#### [What the task asks]
Render the entries starting at the line containing "Search the above image for: white puffy" and ending at the line containing "xmin=351 ymin=88 xmax=532 ymax=485", both included, as a two-column CSV with the header input,output. Give one row per entry, with its text in input and its answer in output, each in a single quoted field with line breaks replaced by spaces.

>> BEGIN

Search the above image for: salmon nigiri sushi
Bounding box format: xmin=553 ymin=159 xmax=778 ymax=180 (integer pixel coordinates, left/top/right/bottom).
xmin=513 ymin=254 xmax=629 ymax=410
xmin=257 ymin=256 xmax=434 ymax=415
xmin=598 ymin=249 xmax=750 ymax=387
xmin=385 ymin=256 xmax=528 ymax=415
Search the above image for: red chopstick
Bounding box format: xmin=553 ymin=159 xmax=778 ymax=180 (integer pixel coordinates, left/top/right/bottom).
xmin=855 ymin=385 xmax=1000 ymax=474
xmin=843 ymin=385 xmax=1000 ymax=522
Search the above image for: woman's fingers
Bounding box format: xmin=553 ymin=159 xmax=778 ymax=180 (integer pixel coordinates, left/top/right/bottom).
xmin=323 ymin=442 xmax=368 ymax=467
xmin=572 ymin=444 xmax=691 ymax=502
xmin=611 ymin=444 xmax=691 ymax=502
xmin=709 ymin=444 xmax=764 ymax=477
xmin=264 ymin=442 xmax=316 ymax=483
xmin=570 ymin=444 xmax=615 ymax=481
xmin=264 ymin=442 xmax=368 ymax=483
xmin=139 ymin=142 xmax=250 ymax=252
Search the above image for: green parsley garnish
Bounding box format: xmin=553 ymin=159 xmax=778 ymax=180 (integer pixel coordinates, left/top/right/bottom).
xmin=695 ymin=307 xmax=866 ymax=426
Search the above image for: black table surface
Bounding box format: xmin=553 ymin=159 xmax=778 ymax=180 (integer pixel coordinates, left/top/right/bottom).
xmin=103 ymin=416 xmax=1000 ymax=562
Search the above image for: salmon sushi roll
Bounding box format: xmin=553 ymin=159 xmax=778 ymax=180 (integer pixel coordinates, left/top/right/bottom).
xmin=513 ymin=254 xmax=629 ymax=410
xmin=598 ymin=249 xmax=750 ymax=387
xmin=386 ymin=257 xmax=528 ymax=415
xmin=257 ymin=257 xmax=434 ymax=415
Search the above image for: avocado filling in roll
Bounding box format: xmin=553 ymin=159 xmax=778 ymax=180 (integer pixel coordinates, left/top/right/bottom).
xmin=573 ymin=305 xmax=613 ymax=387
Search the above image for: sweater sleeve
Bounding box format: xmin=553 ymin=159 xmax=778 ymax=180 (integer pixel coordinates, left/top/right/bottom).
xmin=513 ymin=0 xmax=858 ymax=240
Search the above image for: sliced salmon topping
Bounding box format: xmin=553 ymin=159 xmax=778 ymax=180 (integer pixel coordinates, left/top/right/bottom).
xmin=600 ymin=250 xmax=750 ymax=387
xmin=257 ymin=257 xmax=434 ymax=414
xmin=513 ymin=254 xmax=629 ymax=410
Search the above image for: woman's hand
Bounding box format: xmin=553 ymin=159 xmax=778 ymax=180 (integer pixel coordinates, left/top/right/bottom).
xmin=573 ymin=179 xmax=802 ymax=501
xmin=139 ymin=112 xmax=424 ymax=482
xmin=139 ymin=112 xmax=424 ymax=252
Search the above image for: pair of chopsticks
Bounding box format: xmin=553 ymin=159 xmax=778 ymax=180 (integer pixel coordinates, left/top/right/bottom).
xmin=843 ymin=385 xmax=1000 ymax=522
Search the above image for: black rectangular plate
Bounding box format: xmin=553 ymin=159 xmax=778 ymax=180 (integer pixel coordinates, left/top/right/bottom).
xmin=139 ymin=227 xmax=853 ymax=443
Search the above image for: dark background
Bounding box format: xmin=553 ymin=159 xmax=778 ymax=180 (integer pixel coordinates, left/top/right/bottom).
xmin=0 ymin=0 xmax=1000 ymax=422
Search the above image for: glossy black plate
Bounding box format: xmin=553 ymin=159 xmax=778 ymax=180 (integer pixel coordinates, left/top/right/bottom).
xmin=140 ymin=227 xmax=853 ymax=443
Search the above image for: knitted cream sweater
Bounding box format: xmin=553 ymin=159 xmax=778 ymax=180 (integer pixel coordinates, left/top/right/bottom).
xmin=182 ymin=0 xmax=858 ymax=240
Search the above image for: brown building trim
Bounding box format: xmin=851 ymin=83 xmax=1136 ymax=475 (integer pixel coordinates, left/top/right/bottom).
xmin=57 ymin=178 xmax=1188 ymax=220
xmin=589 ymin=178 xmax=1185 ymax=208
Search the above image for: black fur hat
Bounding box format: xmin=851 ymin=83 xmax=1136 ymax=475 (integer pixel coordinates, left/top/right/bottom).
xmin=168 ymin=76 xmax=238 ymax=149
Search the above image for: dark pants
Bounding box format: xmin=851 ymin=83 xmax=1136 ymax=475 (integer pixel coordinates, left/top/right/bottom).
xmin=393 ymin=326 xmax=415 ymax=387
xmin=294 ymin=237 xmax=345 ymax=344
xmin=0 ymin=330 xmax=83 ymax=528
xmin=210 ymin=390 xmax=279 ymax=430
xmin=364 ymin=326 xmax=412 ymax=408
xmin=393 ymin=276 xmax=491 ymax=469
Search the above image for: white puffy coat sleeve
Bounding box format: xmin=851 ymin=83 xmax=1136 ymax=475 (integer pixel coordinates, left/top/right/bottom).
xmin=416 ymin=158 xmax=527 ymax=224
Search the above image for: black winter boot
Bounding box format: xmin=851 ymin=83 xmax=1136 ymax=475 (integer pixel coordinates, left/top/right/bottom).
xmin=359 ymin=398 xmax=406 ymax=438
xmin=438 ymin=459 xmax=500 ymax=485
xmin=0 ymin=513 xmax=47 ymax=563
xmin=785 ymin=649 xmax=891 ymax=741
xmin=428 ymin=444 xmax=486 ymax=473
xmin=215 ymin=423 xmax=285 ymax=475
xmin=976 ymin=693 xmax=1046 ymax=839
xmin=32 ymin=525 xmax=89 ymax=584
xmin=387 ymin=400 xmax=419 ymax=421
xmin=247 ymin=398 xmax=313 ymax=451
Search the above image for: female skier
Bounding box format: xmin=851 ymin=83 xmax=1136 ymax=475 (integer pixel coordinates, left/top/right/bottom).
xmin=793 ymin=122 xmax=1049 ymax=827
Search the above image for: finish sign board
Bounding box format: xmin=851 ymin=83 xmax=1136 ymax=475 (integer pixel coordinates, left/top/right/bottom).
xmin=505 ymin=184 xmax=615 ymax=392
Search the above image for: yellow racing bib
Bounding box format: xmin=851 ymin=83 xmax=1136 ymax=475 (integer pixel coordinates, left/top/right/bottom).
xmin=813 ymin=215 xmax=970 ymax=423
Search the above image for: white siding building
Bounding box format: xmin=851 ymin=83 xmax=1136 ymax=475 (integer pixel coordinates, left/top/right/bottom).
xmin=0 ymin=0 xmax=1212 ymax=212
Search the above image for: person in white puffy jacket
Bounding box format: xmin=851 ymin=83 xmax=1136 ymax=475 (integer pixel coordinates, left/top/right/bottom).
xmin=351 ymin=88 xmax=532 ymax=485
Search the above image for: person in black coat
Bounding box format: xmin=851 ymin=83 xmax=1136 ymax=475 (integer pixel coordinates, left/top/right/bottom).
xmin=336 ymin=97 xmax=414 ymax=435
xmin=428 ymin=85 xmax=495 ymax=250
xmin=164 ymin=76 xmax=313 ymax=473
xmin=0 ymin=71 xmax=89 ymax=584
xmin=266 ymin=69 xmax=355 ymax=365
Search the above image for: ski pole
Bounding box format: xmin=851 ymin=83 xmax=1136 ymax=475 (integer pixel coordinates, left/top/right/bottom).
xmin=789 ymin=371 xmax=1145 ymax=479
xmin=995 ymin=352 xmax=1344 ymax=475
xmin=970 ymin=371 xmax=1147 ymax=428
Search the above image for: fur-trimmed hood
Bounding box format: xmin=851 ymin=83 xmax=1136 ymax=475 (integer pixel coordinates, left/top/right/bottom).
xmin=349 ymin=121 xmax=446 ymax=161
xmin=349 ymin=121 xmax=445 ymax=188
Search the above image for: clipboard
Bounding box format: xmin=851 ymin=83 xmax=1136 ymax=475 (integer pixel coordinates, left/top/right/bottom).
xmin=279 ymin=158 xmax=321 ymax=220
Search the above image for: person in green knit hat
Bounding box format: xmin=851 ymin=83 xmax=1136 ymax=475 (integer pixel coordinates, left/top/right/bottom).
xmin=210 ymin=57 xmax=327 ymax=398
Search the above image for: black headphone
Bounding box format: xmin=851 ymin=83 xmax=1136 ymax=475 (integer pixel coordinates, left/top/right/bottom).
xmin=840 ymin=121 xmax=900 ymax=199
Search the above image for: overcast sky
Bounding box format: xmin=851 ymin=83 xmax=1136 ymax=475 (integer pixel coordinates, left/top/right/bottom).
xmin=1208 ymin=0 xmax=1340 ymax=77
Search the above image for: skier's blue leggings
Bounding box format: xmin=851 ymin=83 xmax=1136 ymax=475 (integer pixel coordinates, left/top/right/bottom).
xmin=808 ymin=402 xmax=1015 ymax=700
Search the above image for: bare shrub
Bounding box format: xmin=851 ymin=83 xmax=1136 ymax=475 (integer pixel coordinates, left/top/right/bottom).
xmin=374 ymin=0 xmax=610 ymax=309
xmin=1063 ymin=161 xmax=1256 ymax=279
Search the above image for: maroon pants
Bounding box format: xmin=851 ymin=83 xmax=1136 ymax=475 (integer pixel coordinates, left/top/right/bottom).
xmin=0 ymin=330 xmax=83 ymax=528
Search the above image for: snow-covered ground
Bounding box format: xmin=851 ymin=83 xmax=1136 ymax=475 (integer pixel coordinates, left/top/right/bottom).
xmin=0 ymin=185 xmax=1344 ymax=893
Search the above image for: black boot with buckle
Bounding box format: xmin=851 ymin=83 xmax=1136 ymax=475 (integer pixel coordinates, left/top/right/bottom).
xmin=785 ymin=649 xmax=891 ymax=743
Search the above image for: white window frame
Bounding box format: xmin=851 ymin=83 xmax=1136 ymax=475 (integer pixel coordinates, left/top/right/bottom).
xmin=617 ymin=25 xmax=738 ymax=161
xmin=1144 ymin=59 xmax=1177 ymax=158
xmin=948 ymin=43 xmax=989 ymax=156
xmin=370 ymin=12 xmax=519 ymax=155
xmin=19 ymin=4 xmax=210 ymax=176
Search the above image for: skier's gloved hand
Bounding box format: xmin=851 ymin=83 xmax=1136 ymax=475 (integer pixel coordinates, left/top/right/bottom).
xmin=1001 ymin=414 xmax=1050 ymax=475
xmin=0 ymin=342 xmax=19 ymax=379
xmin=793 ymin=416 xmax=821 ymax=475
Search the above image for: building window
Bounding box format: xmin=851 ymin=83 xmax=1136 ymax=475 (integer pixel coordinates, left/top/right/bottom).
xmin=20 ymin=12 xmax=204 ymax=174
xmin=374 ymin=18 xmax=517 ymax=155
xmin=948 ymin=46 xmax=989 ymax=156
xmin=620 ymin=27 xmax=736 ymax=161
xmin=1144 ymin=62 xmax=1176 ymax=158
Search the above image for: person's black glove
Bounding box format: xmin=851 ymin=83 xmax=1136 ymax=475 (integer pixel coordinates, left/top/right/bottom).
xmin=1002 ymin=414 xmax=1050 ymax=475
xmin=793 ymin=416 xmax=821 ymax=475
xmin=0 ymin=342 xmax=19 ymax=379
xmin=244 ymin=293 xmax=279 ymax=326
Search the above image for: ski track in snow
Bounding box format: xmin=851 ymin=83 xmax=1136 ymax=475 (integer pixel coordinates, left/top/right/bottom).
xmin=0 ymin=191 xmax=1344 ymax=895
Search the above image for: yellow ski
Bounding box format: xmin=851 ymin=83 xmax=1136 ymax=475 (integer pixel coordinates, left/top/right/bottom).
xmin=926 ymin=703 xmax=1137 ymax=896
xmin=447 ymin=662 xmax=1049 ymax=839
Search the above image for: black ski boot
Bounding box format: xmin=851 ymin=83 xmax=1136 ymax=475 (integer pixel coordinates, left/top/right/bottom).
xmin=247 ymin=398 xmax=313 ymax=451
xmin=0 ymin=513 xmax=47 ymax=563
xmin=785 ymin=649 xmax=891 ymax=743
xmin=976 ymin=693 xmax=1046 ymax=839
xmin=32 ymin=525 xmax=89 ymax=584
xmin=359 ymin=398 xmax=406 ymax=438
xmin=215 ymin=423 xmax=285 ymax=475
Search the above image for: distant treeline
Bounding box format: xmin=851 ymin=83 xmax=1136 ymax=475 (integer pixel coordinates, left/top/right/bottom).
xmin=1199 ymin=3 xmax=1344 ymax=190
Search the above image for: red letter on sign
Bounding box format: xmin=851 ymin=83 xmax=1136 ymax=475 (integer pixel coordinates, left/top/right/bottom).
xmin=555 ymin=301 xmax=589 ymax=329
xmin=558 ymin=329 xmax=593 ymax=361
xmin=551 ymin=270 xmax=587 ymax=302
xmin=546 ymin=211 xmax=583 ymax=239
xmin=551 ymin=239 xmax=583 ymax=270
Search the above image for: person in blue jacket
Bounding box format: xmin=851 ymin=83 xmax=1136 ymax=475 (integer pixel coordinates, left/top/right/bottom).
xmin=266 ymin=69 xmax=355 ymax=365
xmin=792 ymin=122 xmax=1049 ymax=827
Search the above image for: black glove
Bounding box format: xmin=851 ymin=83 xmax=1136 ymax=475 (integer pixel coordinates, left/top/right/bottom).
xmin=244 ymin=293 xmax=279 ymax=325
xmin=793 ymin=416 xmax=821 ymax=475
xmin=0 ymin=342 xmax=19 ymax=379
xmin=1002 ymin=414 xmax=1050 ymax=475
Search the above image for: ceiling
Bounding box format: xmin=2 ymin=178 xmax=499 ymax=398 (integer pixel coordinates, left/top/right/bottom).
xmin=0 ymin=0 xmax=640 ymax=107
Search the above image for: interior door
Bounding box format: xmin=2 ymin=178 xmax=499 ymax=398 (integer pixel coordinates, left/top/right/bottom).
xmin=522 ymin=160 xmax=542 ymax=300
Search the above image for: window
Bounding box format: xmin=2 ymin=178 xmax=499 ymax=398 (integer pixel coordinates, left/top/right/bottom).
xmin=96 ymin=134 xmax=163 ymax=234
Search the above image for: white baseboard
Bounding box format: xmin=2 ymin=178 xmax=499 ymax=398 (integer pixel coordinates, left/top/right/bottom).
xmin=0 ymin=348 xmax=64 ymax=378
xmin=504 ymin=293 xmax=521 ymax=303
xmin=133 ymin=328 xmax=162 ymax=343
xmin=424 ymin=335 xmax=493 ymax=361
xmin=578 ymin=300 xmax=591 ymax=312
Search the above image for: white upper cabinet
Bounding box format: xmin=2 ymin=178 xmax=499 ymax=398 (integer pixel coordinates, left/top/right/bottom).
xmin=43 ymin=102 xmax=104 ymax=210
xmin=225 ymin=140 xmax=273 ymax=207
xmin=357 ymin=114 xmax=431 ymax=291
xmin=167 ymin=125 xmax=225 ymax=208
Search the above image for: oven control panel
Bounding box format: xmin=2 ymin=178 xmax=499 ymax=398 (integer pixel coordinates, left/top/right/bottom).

>> END

#### [Task result]
input,output
"Search the above image for: white puffy coat sleeve Bounding box format: xmin=851 ymin=83 xmax=1136 ymax=475 (integer pixel coordinates, left/top/right/bottom).","xmin=416 ymin=158 xmax=527 ymax=224"
"Search the above image for: black winter boot Bounding box format: xmin=851 ymin=83 xmax=1136 ymax=475 (integer pixel coordinates, left/top/right/bottom).","xmin=359 ymin=398 xmax=406 ymax=438 xmin=438 ymin=459 xmax=500 ymax=485 xmin=0 ymin=513 xmax=47 ymax=563 xmin=785 ymin=649 xmax=891 ymax=741 xmin=428 ymin=444 xmax=486 ymax=473 xmin=215 ymin=423 xmax=285 ymax=475 xmin=976 ymin=693 xmax=1046 ymax=839 xmin=32 ymin=525 xmax=89 ymax=584 xmin=387 ymin=400 xmax=419 ymax=421 xmin=247 ymin=398 xmax=313 ymax=451"
"Search the above image for: female skier Bounding box format: xmin=851 ymin=83 xmax=1136 ymax=475 (integer pixel coordinates, left/top/right/bottom).","xmin=793 ymin=122 xmax=1049 ymax=827"
"Search the above image for: finish sign board Bounding box format: xmin=851 ymin=83 xmax=1136 ymax=475 (integer pixel coordinates, left/top/right/bottom).","xmin=505 ymin=184 xmax=615 ymax=392"
"Search the above image for: yellow racing bib Bounding box format: xmin=851 ymin=83 xmax=1136 ymax=475 (integer pixel coordinates, left/top/right/bottom).","xmin=813 ymin=215 xmax=970 ymax=423"
"Search the above image for: white siding building Bounding box format: xmin=851 ymin=83 xmax=1136 ymax=475 (integer pixel coordinates, left/top/right/bottom).","xmin=0 ymin=0 xmax=1212 ymax=212"
"Search the above image for: person in white puffy jacket Bounding box format: xmin=851 ymin=83 xmax=1136 ymax=475 (integer pixel coordinates, left/top/right/bottom).","xmin=351 ymin=88 xmax=532 ymax=485"